This old photo has set ladies of a certain age talking.  I had forgotten that I had posted it twice already. Marie Neligan who originally sent the photo has named most of the girls as best she remembers them.

Back row: Eleanor Leahy,
Eileen Barrett,    ?      , Celia Carroll, Rose Healy Fitzmaurice,
? Walsh,   Marie Neligan,   Doreen Stack, Nora O’Keefe. ?

Middle row: Kathleen
Fitzgerald,    ?, Margaret Sheehan, Mary ?,    Phyllis Horgan, Kathleen Dunworth,   ? Beasley, Kathleen O’Keefe,  Cathy Mae Leahy, Maeve Maloney, ? Murphy.

Front row: Nora Barry,  Margaret Horgan, ?,   Noreen Mahoney,  Geraldine Reidy (visitor from the USA)   Patsy Hartnett,   Marie Buckley, Terry Buckley, Dympna Carroll.


The nun is Sr. Dympna 

These are the girls as
Marie Neligan remembers them and she estimates the year as 1953/54.

Directives:
- A) Using the caption, answer the following:
(i) Who is the nun in the photo?
(ii) What year does Marie Neligan estimate for the photo?
(iii) Which girl in the front row is identified as a visitor from the USA?
- B) Reproduce the caption word for word, starting at "Middle row: Kathleen" and ending at "Buckley, Dympna Carroll.".
Rely only on the caption for these answers.

Provided material:
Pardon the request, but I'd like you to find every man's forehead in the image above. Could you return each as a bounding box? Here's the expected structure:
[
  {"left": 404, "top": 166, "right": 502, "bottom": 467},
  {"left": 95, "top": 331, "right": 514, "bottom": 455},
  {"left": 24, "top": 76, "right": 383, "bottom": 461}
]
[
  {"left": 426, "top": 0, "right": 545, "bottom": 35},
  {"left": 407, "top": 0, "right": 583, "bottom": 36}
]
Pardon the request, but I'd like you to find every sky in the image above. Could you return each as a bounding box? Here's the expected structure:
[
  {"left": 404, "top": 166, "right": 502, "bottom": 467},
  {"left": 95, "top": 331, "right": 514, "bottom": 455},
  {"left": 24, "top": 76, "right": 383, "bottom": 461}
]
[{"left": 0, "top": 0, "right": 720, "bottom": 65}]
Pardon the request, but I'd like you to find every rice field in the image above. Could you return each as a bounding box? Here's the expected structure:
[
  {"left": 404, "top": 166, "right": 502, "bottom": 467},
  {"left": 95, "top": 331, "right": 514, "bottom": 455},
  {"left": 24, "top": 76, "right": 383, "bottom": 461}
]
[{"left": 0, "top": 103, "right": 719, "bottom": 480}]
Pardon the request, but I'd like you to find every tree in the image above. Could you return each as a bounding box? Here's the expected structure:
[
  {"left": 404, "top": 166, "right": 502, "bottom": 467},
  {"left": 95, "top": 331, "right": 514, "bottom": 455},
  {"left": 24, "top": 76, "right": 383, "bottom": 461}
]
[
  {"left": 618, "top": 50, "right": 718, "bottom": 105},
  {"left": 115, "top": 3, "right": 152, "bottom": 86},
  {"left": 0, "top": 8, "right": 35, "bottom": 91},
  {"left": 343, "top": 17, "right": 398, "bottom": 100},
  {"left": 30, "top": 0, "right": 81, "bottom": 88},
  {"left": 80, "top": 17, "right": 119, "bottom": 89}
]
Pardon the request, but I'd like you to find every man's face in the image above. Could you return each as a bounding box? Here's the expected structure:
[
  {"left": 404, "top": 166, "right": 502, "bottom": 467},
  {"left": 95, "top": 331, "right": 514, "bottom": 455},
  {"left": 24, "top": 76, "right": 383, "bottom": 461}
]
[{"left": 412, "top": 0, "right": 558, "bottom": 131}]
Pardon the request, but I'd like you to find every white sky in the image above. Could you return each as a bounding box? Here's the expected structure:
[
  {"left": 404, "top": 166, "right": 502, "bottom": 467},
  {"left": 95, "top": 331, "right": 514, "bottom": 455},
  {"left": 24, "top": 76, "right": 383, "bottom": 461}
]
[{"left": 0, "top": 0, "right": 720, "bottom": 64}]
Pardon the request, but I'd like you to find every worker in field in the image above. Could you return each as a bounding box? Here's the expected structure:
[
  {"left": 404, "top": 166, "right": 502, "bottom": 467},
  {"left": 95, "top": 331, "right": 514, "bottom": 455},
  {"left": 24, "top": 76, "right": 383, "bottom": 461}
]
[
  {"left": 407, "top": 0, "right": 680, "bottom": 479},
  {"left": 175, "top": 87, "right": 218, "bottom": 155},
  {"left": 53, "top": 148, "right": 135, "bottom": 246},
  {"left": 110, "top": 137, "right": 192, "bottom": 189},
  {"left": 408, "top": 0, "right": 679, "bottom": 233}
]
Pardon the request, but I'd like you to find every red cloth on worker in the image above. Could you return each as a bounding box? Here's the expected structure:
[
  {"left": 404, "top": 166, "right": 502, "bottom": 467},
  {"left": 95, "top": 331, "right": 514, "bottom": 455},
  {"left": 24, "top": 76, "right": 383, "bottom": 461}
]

Solutions to the tasks:
- A)
(i) Sr. Dympna
(ii) 1953/54
(iii) Geraldine Reidy

- B)
Middle row: Kathleen
Fitzgerald,    ?, Margaret Sheehan, Mary ?,    Phyllis Horgan, Kathleen Dunworth,   ? Beasley, Kathleen O’Keefe,  Cathy Mae Leahy, Maeve Maloney, ? Murphy.

Front row: Nora Barry,  Margaret Horgan, ?,   Noreen Mahoney,  Geraldine Reidy (visitor from the USA)   Patsy Hartnett,   Marie Buckley, Terry Buckley, Dympna Carroll.